_The problem_:
Extract each line from the rows below that contains the word "plastic".

Excerpts of pointing data
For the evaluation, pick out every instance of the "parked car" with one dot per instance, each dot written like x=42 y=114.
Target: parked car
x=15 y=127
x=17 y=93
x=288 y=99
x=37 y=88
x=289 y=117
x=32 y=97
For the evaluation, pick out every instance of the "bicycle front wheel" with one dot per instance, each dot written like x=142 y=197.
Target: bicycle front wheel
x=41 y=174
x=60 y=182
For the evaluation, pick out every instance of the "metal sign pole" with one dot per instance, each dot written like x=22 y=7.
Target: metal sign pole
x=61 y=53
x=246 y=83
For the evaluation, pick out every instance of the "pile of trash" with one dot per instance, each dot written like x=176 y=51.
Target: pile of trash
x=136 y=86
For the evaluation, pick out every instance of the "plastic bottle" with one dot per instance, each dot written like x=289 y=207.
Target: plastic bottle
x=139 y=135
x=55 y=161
--
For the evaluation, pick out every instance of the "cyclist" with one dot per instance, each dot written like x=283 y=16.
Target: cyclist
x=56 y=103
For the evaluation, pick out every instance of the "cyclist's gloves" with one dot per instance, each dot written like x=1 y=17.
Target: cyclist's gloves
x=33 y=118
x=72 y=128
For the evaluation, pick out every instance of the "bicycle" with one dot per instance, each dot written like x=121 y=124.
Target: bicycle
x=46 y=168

_Answer to this task_:
For the evaluation, pick out every instance of the "plastic bottle" with one dot per instance, each dot written like x=289 y=207.
Target: plastic bottle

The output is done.